● **Your objective**
Please turn the lines from the very first one through the line containing "[1006,508,1179,828]", inclusive, into a numbered list, leaving out any blank lines.

● **Data records**
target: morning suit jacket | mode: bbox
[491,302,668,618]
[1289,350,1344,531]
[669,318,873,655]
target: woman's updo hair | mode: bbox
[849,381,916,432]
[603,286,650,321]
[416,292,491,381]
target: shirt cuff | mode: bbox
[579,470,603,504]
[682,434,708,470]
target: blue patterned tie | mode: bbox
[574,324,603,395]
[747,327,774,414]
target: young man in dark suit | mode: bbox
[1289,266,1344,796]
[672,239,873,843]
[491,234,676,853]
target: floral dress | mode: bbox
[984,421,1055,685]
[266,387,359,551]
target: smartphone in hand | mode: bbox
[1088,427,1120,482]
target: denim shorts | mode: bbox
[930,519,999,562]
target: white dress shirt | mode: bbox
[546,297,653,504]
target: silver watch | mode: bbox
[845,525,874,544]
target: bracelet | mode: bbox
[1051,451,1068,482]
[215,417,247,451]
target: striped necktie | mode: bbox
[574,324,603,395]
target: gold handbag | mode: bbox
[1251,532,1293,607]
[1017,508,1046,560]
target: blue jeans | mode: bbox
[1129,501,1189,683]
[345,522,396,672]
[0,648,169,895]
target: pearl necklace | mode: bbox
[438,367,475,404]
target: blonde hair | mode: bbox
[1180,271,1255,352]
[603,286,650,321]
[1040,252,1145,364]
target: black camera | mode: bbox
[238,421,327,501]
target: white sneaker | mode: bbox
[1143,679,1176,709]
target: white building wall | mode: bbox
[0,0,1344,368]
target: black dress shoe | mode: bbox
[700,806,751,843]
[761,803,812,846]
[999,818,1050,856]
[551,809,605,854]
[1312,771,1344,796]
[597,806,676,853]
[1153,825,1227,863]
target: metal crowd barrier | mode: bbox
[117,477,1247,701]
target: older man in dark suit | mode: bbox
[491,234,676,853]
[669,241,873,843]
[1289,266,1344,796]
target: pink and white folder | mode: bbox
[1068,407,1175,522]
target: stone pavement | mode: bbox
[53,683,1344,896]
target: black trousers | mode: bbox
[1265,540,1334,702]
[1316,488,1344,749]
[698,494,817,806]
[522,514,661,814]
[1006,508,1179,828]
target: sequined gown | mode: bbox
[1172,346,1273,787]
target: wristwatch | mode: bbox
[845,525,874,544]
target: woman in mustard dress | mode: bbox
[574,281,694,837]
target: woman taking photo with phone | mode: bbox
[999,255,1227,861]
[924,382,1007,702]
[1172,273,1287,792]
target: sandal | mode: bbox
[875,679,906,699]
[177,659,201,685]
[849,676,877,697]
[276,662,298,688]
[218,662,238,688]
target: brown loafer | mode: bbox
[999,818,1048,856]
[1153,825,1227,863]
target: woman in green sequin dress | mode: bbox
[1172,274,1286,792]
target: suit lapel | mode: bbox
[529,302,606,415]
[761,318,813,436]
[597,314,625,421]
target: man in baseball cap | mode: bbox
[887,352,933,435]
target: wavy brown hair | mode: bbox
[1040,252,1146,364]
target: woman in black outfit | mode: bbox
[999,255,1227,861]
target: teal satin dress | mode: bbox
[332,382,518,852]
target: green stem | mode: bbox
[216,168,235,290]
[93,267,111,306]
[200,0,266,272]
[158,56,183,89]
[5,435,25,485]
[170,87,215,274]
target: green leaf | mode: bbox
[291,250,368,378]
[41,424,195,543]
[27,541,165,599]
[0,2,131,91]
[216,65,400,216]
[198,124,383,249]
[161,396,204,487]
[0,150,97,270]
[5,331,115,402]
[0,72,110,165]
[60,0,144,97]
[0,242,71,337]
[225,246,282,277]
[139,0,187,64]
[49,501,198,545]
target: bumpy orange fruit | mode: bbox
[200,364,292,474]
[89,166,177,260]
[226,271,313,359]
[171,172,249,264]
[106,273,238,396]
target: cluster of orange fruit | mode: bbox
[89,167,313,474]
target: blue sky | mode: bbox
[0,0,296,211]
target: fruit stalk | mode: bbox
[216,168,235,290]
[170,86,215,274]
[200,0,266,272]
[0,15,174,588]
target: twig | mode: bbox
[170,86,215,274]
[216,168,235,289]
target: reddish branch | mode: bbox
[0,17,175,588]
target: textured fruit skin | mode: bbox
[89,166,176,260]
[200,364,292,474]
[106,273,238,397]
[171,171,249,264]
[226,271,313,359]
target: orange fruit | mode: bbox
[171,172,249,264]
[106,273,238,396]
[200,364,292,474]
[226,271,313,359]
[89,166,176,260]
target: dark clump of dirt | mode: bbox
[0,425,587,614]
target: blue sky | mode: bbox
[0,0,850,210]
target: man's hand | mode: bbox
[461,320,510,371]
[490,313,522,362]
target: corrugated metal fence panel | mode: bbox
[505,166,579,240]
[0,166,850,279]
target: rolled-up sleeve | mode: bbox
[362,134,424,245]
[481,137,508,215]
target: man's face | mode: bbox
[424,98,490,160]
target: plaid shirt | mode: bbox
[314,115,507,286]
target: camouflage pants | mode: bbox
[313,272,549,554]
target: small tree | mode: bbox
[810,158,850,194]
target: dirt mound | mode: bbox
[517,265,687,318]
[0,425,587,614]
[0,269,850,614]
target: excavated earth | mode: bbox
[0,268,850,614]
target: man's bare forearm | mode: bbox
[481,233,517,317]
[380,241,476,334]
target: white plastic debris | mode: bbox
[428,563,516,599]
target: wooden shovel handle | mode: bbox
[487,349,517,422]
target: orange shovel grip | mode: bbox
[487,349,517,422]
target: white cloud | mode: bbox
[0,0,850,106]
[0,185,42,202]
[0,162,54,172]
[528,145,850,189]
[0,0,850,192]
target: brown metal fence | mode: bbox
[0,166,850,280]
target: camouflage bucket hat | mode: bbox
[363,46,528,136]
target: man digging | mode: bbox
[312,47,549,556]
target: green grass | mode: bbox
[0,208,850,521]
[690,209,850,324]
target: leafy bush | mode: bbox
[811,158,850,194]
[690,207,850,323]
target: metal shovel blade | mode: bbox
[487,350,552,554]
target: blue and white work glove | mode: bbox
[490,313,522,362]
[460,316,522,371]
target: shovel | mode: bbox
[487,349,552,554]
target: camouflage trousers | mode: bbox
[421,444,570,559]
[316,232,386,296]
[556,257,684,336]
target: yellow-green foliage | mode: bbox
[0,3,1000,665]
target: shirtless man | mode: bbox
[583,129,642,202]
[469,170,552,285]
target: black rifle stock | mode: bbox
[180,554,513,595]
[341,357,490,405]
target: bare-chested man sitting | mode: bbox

● **Expected answer**
1. target: morning suit jacket | mode: bbox
2. [491,302,668,618]
3. [1289,350,1344,531]
4. [669,318,873,655]
5. target: woman's updo hair | mode: bbox
6. [849,381,916,432]
7. [603,286,650,321]
8. [416,292,491,381]
9. target: shirt cuff | mode: bbox
10. [579,470,603,504]
11. [682,434,708,470]
12. target: blue patterned tie | mode: bbox
13. [574,324,603,395]
14. [747,327,774,414]
15. target: young man in dark suit | mode: bbox
16. [1289,266,1344,796]
17. [672,239,873,843]
18. [491,234,676,853]
19. target: floral dress | mode: bbox
20. [984,421,1055,685]
21. [266,387,359,551]
22. target: smartphone in hand | mode: bbox
23. [1088,427,1120,482]
24. target: denim shorts | mode: bbox
25. [930,519,999,562]
26. target: white dress shirt | mode: bbox
27. [546,297,653,504]
28. target: silver watch | mode: bbox
29. [845,525,874,544]
30. target: bracelet | mode: bbox
31. [1051,451,1068,482]
32. [215,417,247,451]
33. target: striped necktie | mode: bbox
34. [574,324,603,395]
35. target: gold handbag | mode: bbox
36. [1251,532,1293,607]
37. [1017,508,1046,560]
38. target: blue jeans | mode: bbox
39. [1129,501,1189,683]
40. [345,522,396,672]
41. [0,648,169,895]
42. target: pearl necklace | mode: bbox
43. [438,367,475,404]
44. target: blonde hair | mode: bbox
45. [1180,271,1255,352]
46. [603,286,650,321]
47. [1040,252,1145,364]
48. target: black camera | mode: bbox
49. [238,421,327,501]
50. target: white sneaker | mode: bbox
51. [1143,679,1176,709]
52. target: white building wall | mode: bbox
53. [0,0,1344,368]
54. target: black dress shoe | mode: bbox
55. [700,806,751,843]
56. [761,803,812,846]
57. [999,818,1050,856]
58. [551,809,605,854]
59. [1312,771,1344,796]
60. [597,806,676,853]
61. [1153,825,1227,863]
62. target: metal crowd barrier | mode: bbox
63. [117,477,1247,701]
64. target: older man in dark suit | mode: bbox
65. [491,234,676,853]
66. [669,241,873,843]
67. [1289,266,1344,796]
68. target: pink and white folder | mode: bbox
69. [1068,407,1175,522]
70. target: stone pavement | mode: bbox
71. [53,683,1344,896]
72. target: black trousers | mode: bbox
73. [1265,540,1334,702]
74. [1316,488,1344,749]
75. [698,494,817,806]
76. [522,514,661,814]
77. [1006,508,1179,828]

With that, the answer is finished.